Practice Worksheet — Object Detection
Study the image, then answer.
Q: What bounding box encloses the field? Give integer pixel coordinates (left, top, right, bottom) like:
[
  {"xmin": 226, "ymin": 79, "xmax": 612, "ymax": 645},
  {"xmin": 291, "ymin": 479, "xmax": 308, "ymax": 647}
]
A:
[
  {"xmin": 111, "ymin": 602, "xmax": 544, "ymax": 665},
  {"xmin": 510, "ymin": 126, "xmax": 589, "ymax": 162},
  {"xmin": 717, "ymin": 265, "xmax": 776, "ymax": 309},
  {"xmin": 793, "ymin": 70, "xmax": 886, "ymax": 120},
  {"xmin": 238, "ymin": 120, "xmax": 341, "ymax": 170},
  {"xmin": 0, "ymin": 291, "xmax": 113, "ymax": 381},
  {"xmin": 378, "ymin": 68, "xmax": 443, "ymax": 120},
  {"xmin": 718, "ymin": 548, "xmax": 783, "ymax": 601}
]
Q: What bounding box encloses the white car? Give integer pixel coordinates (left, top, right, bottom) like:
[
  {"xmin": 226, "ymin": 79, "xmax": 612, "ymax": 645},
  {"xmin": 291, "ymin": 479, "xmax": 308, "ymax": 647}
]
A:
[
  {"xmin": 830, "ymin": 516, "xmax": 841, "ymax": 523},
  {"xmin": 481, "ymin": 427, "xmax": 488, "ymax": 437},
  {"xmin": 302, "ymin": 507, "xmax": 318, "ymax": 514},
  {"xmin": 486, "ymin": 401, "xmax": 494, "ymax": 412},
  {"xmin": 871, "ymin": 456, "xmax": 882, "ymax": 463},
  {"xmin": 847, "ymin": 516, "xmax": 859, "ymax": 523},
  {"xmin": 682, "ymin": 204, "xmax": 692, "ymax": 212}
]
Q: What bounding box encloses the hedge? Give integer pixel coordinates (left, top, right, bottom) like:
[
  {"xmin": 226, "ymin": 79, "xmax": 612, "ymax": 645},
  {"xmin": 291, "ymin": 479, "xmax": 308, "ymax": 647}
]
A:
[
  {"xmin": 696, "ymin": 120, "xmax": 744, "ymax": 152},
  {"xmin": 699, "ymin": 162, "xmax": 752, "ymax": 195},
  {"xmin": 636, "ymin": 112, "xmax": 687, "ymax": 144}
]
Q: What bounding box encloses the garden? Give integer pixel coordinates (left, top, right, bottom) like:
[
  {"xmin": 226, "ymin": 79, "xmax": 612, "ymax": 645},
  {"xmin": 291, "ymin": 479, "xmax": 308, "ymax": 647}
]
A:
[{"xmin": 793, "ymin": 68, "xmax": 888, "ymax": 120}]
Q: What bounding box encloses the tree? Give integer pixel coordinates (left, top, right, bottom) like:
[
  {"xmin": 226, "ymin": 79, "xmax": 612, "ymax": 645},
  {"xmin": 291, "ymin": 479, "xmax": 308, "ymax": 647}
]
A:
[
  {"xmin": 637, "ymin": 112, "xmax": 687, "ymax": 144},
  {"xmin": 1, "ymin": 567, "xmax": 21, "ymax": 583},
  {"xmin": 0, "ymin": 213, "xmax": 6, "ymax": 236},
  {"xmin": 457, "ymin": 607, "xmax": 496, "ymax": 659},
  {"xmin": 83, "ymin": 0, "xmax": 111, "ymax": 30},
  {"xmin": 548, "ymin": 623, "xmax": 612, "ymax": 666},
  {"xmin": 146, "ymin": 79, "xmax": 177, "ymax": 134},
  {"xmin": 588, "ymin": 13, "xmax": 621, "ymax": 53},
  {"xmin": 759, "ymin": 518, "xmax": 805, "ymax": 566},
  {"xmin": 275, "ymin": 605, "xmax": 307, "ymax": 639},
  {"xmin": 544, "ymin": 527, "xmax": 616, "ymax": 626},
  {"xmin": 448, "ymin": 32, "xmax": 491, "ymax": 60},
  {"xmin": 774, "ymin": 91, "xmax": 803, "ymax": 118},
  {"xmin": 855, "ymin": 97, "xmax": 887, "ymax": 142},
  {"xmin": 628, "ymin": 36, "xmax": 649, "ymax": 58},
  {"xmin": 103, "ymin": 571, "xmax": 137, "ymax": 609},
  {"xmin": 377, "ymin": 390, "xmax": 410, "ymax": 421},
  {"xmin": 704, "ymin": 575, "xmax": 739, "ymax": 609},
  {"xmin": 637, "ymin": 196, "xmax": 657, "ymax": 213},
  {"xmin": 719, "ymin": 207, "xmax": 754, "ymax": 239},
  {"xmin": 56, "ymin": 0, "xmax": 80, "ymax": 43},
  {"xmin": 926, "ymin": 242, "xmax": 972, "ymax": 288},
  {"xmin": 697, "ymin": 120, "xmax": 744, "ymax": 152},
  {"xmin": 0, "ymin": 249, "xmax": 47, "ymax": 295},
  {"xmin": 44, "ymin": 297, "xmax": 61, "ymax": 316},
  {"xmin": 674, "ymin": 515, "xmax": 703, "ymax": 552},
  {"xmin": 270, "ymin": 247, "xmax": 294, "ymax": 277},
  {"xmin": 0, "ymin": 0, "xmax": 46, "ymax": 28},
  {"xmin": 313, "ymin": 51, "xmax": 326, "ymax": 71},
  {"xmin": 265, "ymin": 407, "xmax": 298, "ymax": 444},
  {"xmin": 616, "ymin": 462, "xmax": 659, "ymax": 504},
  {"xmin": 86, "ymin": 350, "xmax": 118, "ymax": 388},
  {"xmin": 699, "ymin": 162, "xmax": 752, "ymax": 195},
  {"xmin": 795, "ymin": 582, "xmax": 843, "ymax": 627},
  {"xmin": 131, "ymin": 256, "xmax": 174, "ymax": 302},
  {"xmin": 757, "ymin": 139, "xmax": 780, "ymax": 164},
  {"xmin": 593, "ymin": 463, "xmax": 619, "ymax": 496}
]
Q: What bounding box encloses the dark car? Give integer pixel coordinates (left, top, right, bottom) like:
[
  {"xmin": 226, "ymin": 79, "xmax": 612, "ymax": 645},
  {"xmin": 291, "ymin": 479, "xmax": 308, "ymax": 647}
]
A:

▶ Exercise prompt: Repeat the records above in full, character for character.

▶ Result of the exercise:
Practice Worksheet — Object Detection
Study the image, then answer.
Q: What bounding box encloses the field? Give integer pixel coordinates (left, top, right, bottom) like:
[
  {"xmin": 226, "ymin": 79, "xmax": 612, "ymax": 645},
  {"xmin": 291, "ymin": 479, "xmax": 308, "ymax": 647}
]
A:
[
  {"xmin": 111, "ymin": 602, "xmax": 544, "ymax": 665},
  {"xmin": 510, "ymin": 126, "xmax": 589, "ymax": 162},
  {"xmin": 717, "ymin": 265, "xmax": 776, "ymax": 309},
  {"xmin": 793, "ymin": 70, "xmax": 886, "ymax": 120},
  {"xmin": 238, "ymin": 120, "xmax": 341, "ymax": 170},
  {"xmin": 0, "ymin": 291, "xmax": 113, "ymax": 381},
  {"xmin": 378, "ymin": 68, "xmax": 443, "ymax": 120},
  {"xmin": 718, "ymin": 548, "xmax": 783, "ymax": 601}
]
Q: What bounding box encloses the white car? Give integer pixel coordinates (left, top, right, bottom) like:
[
  {"xmin": 226, "ymin": 79, "xmax": 612, "ymax": 645},
  {"xmin": 291, "ymin": 479, "xmax": 308, "ymax": 647}
]
A:
[
  {"xmin": 830, "ymin": 516, "xmax": 841, "ymax": 523},
  {"xmin": 481, "ymin": 427, "xmax": 488, "ymax": 437},
  {"xmin": 302, "ymin": 507, "xmax": 318, "ymax": 514},
  {"xmin": 486, "ymin": 401, "xmax": 494, "ymax": 412},
  {"xmin": 871, "ymin": 456, "xmax": 882, "ymax": 463},
  {"xmin": 847, "ymin": 516, "xmax": 859, "ymax": 523},
  {"xmin": 682, "ymin": 204, "xmax": 692, "ymax": 212}
]
Q: What bounding box encloses the hedge? Give integer pixel coordinates (left, top, right, bottom) like:
[
  {"xmin": 226, "ymin": 79, "xmax": 612, "ymax": 645},
  {"xmin": 291, "ymin": 479, "xmax": 308, "ymax": 647}
]
A:
[
  {"xmin": 696, "ymin": 120, "xmax": 744, "ymax": 152},
  {"xmin": 699, "ymin": 162, "xmax": 752, "ymax": 195},
  {"xmin": 636, "ymin": 112, "xmax": 687, "ymax": 144}
]
Q: What bounding box encloses the garden? Give integer pixel coordinates (left, top, right, bottom) like:
[
  {"xmin": 226, "ymin": 79, "xmax": 612, "ymax": 645},
  {"xmin": 291, "ymin": 479, "xmax": 308, "ymax": 647}
]
A:
[{"xmin": 793, "ymin": 68, "xmax": 888, "ymax": 120}]
Q: What bounding box encloses the tree? Give integer pixel coordinates (left, top, right, bottom) like:
[
  {"xmin": 226, "ymin": 79, "xmax": 612, "ymax": 645},
  {"xmin": 291, "ymin": 479, "xmax": 308, "ymax": 647}
]
A:
[
  {"xmin": 637, "ymin": 112, "xmax": 687, "ymax": 144},
  {"xmin": 1, "ymin": 567, "xmax": 21, "ymax": 583},
  {"xmin": 0, "ymin": 213, "xmax": 6, "ymax": 236},
  {"xmin": 457, "ymin": 607, "xmax": 496, "ymax": 659},
  {"xmin": 83, "ymin": 0, "xmax": 111, "ymax": 30},
  {"xmin": 548, "ymin": 623, "xmax": 612, "ymax": 666},
  {"xmin": 146, "ymin": 79, "xmax": 177, "ymax": 134},
  {"xmin": 588, "ymin": 13, "xmax": 621, "ymax": 53},
  {"xmin": 759, "ymin": 518, "xmax": 805, "ymax": 566},
  {"xmin": 275, "ymin": 605, "xmax": 307, "ymax": 639},
  {"xmin": 544, "ymin": 527, "xmax": 616, "ymax": 626},
  {"xmin": 448, "ymin": 32, "xmax": 491, "ymax": 60},
  {"xmin": 774, "ymin": 91, "xmax": 803, "ymax": 118},
  {"xmin": 855, "ymin": 97, "xmax": 887, "ymax": 142},
  {"xmin": 628, "ymin": 36, "xmax": 649, "ymax": 58},
  {"xmin": 103, "ymin": 571, "xmax": 137, "ymax": 609},
  {"xmin": 377, "ymin": 390, "xmax": 410, "ymax": 421},
  {"xmin": 704, "ymin": 575, "xmax": 739, "ymax": 609},
  {"xmin": 637, "ymin": 196, "xmax": 657, "ymax": 213},
  {"xmin": 719, "ymin": 207, "xmax": 754, "ymax": 239},
  {"xmin": 56, "ymin": 0, "xmax": 80, "ymax": 43},
  {"xmin": 926, "ymin": 242, "xmax": 972, "ymax": 288},
  {"xmin": 697, "ymin": 120, "xmax": 744, "ymax": 152},
  {"xmin": 0, "ymin": 249, "xmax": 47, "ymax": 295},
  {"xmin": 44, "ymin": 297, "xmax": 61, "ymax": 316},
  {"xmin": 674, "ymin": 515, "xmax": 703, "ymax": 552},
  {"xmin": 270, "ymin": 247, "xmax": 294, "ymax": 277},
  {"xmin": 0, "ymin": 0, "xmax": 46, "ymax": 28},
  {"xmin": 313, "ymin": 51, "xmax": 326, "ymax": 71},
  {"xmin": 265, "ymin": 407, "xmax": 298, "ymax": 444},
  {"xmin": 616, "ymin": 462, "xmax": 659, "ymax": 504},
  {"xmin": 86, "ymin": 350, "xmax": 118, "ymax": 388},
  {"xmin": 699, "ymin": 162, "xmax": 752, "ymax": 195},
  {"xmin": 795, "ymin": 582, "xmax": 843, "ymax": 627},
  {"xmin": 131, "ymin": 256, "xmax": 174, "ymax": 302},
  {"xmin": 757, "ymin": 139, "xmax": 780, "ymax": 164},
  {"xmin": 593, "ymin": 463, "xmax": 619, "ymax": 496}
]
Q: What bounding box encloses the dark car? Give integer pixel coordinates (left, top, right, bottom) like:
[
  {"xmin": 226, "ymin": 79, "xmax": 612, "ymax": 645},
  {"xmin": 291, "ymin": 479, "xmax": 308, "ymax": 647}
]
A:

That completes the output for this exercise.